=== Your assignment ===
Rewrite the rows below so that each "rough mask" becomes "coarse mask", with nothing else changed.

Stored items:
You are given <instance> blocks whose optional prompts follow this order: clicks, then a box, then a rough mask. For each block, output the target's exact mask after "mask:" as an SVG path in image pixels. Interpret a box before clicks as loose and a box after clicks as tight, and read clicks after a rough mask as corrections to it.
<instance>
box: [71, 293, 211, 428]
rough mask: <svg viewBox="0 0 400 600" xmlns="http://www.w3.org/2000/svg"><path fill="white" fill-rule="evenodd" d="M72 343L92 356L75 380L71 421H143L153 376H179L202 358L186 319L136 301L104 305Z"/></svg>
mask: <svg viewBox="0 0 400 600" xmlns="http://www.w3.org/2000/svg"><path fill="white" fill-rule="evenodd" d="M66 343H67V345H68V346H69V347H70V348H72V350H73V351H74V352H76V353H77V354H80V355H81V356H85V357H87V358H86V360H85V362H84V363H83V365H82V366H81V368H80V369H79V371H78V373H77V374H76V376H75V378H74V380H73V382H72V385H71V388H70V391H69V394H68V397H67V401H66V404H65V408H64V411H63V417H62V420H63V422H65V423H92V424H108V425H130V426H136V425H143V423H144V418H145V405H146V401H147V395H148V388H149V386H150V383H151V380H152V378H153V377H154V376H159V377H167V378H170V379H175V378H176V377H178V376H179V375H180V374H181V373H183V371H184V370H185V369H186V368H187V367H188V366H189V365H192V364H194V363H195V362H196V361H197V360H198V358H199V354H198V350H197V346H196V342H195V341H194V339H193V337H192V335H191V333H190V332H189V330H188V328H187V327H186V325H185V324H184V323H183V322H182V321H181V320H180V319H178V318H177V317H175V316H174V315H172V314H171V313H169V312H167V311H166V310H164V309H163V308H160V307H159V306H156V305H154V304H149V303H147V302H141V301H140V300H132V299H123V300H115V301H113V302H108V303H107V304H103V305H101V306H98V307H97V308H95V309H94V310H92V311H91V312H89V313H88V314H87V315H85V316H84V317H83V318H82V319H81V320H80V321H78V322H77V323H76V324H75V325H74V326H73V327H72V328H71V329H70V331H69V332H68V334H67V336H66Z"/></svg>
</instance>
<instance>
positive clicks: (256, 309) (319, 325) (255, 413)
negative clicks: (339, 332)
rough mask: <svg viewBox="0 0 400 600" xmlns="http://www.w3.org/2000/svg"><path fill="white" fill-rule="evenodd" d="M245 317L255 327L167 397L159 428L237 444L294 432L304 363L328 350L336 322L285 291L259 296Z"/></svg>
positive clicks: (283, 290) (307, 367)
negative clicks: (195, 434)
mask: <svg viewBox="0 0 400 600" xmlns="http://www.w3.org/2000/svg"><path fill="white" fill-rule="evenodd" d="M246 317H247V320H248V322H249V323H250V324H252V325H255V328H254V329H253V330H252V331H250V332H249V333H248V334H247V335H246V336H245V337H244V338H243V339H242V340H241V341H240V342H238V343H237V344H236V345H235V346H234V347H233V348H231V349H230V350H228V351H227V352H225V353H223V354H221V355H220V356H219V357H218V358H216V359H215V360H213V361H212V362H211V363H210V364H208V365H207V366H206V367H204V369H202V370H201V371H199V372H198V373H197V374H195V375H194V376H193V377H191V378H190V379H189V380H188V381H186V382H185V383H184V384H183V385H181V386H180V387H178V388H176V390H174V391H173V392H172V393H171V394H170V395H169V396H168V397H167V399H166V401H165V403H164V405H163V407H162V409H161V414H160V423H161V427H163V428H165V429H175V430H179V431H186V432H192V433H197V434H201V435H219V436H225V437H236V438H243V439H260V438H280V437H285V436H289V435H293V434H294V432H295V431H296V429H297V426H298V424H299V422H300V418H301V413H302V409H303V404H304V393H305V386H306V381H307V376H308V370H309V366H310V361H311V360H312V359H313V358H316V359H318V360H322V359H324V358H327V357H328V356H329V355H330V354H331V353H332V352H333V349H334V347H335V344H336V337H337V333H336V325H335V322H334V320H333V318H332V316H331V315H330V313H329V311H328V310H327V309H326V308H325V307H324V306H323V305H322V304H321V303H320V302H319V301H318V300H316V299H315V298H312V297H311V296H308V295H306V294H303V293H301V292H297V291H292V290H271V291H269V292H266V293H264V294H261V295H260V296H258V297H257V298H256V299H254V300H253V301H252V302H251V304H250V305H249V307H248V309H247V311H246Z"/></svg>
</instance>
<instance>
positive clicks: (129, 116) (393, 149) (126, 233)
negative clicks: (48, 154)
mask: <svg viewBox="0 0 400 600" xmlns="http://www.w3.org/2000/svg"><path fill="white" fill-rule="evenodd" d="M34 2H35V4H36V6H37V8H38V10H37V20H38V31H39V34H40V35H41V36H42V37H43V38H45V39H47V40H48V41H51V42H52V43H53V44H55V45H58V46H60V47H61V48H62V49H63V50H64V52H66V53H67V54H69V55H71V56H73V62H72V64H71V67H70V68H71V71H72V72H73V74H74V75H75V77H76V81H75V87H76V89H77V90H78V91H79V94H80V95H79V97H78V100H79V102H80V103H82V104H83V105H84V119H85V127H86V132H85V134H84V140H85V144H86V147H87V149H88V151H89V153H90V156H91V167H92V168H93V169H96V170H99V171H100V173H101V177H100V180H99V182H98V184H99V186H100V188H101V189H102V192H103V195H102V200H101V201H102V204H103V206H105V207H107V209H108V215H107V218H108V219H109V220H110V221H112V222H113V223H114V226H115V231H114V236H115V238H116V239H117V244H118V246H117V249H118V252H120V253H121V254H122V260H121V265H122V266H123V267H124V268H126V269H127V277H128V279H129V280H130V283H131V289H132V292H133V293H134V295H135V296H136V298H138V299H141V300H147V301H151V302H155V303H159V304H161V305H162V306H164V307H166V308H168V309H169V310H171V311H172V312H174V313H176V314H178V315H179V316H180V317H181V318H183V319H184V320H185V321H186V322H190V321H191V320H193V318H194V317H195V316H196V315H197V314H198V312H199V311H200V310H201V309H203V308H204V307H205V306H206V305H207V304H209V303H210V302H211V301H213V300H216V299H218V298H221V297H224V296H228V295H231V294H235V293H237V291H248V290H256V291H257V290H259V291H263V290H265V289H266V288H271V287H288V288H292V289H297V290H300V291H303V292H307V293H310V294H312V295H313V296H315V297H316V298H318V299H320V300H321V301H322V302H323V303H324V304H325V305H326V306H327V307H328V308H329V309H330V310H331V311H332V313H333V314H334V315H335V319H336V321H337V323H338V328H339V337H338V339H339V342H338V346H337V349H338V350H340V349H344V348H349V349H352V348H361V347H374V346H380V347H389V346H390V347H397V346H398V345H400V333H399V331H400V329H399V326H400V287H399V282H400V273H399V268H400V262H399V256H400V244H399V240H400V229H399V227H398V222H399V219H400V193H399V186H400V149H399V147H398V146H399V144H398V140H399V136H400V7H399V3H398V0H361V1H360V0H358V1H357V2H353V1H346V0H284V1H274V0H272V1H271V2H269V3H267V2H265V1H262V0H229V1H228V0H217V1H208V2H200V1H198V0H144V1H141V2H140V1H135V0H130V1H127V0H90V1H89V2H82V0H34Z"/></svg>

=== Solution for this task ===
You are given <instance> blocks whose optional prompts follow this order: clicks, then a box, then a coarse mask. For each block, output the target's exact mask after "mask:" as an SVG path in image pixels. Interpret a box before clicks as loose and a box after clicks as tight, and read clicks after a coarse mask as corrections to it.
<instance>
box: [71, 293, 211, 428]
coarse mask: <svg viewBox="0 0 400 600" xmlns="http://www.w3.org/2000/svg"><path fill="white" fill-rule="evenodd" d="M72 343L92 356L75 380L71 421H143L153 376H179L202 358L186 319L136 301L104 305Z"/></svg>
mask: <svg viewBox="0 0 400 600" xmlns="http://www.w3.org/2000/svg"><path fill="white" fill-rule="evenodd" d="M66 343H67V345H68V346H69V347H70V348H72V350H73V351H74V352H76V353H77V354H80V355H81V356H85V357H87V358H86V360H85V362H84V363H83V365H82V366H81V368H80V369H79V371H78V373H77V374H76V376H75V378H74V380H73V382H72V385H71V388H70V391H69V394H68V397H67V401H66V404H65V408H64V411H63V417H62V420H63V422H65V423H92V424H108V425H130V426H136V425H143V423H144V418H145V405H146V401H147V395H148V388H149V386H150V383H151V380H152V378H153V377H154V376H159V377H167V378H170V379H175V378H176V377H178V376H179V375H180V374H181V373H183V371H184V370H185V369H186V368H187V367H188V366H189V365H192V364H194V363H195V362H196V361H197V360H198V358H199V354H198V350H197V346H196V342H195V341H194V339H193V337H192V335H191V333H190V332H189V330H188V328H187V327H186V325H185V324H184V323H183V322H182V321H181V320H180V319H178V318H177V317H175V316H174V315H172V314H171V313H169V312H167V311H166V310H164V309H163V308H160V307H159V306H156V305H154V304H149V303H147V302H141V301H140V300H132V299H123V300H115V301H113V302H108V303H107V304H103V305H101V306H98V307H97V308H95V309H94V310H92V311H91V312H89V313H88V314H87V315H85V316H84V317H83V318H82V319H81V320H80V321H78V322H77V323H76V324H75V325H74V326H73V327H72V328H71V329H70V331H69V332H68V334H67V336H66Z"/></svg>
</instance>
<instance>
positive clicks: (256, 309) (319, 325) (255, 413)
negative clicks: (339, 332)
coarse mask: <svg viewBox="0 0 400 600" xmlns="http://www.w3.org/2000/svg"><path fill="white" fill-rule="evenodd" d="M245 317L255 327L167 397L159 428L237 444L294 432L304 363L328 350L336 322L285 291L259 296Z"/></svg>
positive clicks: (283, 290) (307, 367)
negative clicks: (195, 434)
mask: <svg viewBox="0 0 400 600" xmlns="http://www.w3.org/2000/svg"><path fill="white" fill-rule="evenodd" d="M246 317H247V320H248V322H249V323H250V324H252V325H255V328H254V329H253V330H252V331H250V332H249V333H248V334H247V335H246V336H245V337H244V338H243V339H242V340H241V341H240V342H238V343H237V344H236V345H235V346H234V347H233V348H231V349H230V350H228V351H227V352H225V353H223V354H221V355H220V356H219V357H218V358H216V359H215V360H213V361H212V362H211V363H210V364H208V365H207V366H206V367H204V369H202V370H201V371H199V372H198V373H197V374H195V375H194V376H193V377H191V378H190V379H189V380H188V381H186V382H185V383H184V384H183V385H181V386H180V387H178V388H176V390H174V391H173V392H172V393H171V394H170V395H169V396H168V397H167V399H166V401H165V403H164V405H163V407H162V409H161V414H160V423H161V427H163V428H165V429H175V430H179V431H186V432H192V433H197V434H201V435H219V436H225V437H236V438H243V439H260V438H280V437H285V436H289V435H293V434H294V432H295V431H296V429H297V426H298V424H299V422H300V418H301V413H302V409H303V404H304V393H305V386H306V381H307V376H308V370H309V366H310V361H311V360H312V359H313V358H316V359H318V360H322V359H324V358H327V357H328V356H329V355H330V354H331V353H332V352H333V349H334V347H335V344H336V337H337V333H336V325H335V322H334V320H333V318H332V316H331V315H330V313H329V311H328V310H327V309H326V308H325V307H324V306H323V305H322V304H321V303H320V302H319V301H318V300H316V299H315V298H312V297H311V296H308V295H306V294H303V293H301V292H297V291H292V290H271V291H269V292H266V293H264V294H261V295H260V296H258V297H257V298H256V299H254V300H253V301H252V302H251V304H250V305H249V307H248V309H247V311H246Z"/></svg>
</instance>
<instance>
positive clicks: (129, 116) (393, 149) (126, 233)
negative clicks: (48, 154)
mask: <svg viewBox="0 0 400 600" xmlns="http://www.w3.org/2000/svg"><path fill="white" fill-rule="evenodd" d="M34 2H35V4H36V6H37V8H38V10H37V20H38V31H39V34H40V35H41V36H42V37H43V38H45V39H47V40H48V41H51V42H52V43H53V44H55V45H58V46H60V47H61V48H62V49H63V50H64V52H66V53H67V54H69V55H71V56H73V62H72V64H71V67H70V68H71V71H72V72H73V74H74V75H75V77H76V81H75V87H76V89H77V90H78V91H79V94H80V95H79V97H78V100H79V102H80V103H82V104H83V105H84V119H85V127H86V132H85V134H84V140H85V144H86V147H87V149H88V151H89V153H90V156H91V167H92V168H93V169H96V170H99V171H100V173H101V177H100V180H99V182H98V184H99V186H100V188H101V189H102V192H103V195H102V200H101V201H102V204H103V206H105V207H107V209H108V215H107V218H108V219H109V220H110V221H112V222H113V223H114V226H115V231H114V236H115V238H116V239H117V244H118V246H117V249H118V252H120V253H121V254H122V260H121V265H122V266H123V267H124V268H126V269H127V277H128V279H129V280H130V283H131V289H132V292H133V293H134V295H135V296H136V298H138V299H141V300H147V301H151V302H155V303H159V304H161V305H162V306H164V307H166V308H168V309H169V310H171V311H172V312H174V313H176V314H178V315H179V316H180V317H181V318H183V319H184V320H185V321H186V322H190V321H191V320H193V318H194V317H195V316H196V315H197V314H198V312H199V311H200V310H201V309H203V308H204V307H205V306H206V305H207V304H209V303H210V302H211V301H213V300H216V299H218V298H221V297H224V296H228V295H231V294H235V293H237V291H248V290H256V291H257V290H259V291H263V290H265V289H266V288H271V287H288V288H292V289H297V290H300V291H303V292H307V293H310V294H312V295H313V296H315V297H316V298H318V299H320V300H321V301H322V302H323V303H324V304H325V305H326V306H327V307H328V308H329V309H330V310H331V311H332V313H333V314H334V315H335V319H336V321H337V323H338V328H339V337H338V339H339V342H338V346H337V349H338V350H340V349H344V348H349V349H352V348H361V347H374V346H380V347H389V346H390V347H397V346H398V345H400V333H399V331H400V329H399V326H400V287H399V282H400V273H399V268H400V262H399V256H400V244H399V240H400V229H399V227H398V222H399V219H400V193H399V186H400V149H399V147H398V146H399V144H398V140H399V136H400V7H399V3H398V0H361V1H360V0H358V1H357V2H353V1H346V0H284V1H274V0H272V1H271V2H269V3H267V2H265V1H262V0H229V1H228V0H217V1H208V2H200V1H198V0H144V1H141V2H140V1H135V0H130V1H127V0H90V1H89V2H82V0H34Z"/></svg>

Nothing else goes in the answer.